Given request → Rewrite the entries from the first line through the line containing "[294,278,416,354]", keeping every request. Multiply each bounding-box coordinate in the answers by 2.25 and round to the nearest whole number, rounding halves up.

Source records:
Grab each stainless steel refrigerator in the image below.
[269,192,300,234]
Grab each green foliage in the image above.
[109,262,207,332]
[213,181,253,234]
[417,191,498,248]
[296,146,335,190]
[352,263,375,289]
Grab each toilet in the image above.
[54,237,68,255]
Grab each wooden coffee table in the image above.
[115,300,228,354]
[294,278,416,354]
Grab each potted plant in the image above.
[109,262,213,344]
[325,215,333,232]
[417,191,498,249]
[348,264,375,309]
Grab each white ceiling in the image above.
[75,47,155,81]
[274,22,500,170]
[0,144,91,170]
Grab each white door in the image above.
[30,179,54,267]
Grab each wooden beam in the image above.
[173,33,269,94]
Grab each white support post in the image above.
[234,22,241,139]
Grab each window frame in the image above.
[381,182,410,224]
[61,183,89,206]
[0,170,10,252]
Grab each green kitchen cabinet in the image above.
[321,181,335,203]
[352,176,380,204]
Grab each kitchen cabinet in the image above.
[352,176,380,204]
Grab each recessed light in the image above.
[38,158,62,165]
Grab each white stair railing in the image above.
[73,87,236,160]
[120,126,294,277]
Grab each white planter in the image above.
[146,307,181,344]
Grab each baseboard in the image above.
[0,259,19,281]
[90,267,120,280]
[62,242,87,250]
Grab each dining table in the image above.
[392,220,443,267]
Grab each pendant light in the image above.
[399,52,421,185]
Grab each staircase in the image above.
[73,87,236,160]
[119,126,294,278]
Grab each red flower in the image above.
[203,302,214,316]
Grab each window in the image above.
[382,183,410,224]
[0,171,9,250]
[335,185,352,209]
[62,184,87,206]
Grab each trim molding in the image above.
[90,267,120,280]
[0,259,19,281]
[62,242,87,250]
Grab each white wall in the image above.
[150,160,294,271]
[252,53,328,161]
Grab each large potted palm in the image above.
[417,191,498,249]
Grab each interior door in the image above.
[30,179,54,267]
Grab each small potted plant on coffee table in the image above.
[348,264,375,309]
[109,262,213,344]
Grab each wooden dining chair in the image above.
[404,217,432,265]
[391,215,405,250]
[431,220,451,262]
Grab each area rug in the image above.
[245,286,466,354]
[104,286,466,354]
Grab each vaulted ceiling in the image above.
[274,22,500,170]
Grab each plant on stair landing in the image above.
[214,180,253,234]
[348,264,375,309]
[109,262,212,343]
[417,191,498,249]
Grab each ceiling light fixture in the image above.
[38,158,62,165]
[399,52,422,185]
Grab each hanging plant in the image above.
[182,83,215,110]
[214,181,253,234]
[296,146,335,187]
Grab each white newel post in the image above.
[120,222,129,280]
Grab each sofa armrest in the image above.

Answer to the exercise →
Grab each stainless steel refrigerator in the image below.
[605,432,675,527]
Grab each green foliage in the image above.
[245,590,466,747]
[479,407,569,527]
[938,430,1121,558]
[666,329,754,428]
[792,592,844,650]
Grab each toilet in the image above.
[122,533,153,574]
Grab each wooden coffee table in the image above.
[259,675,513,797]
[662,626,936,797]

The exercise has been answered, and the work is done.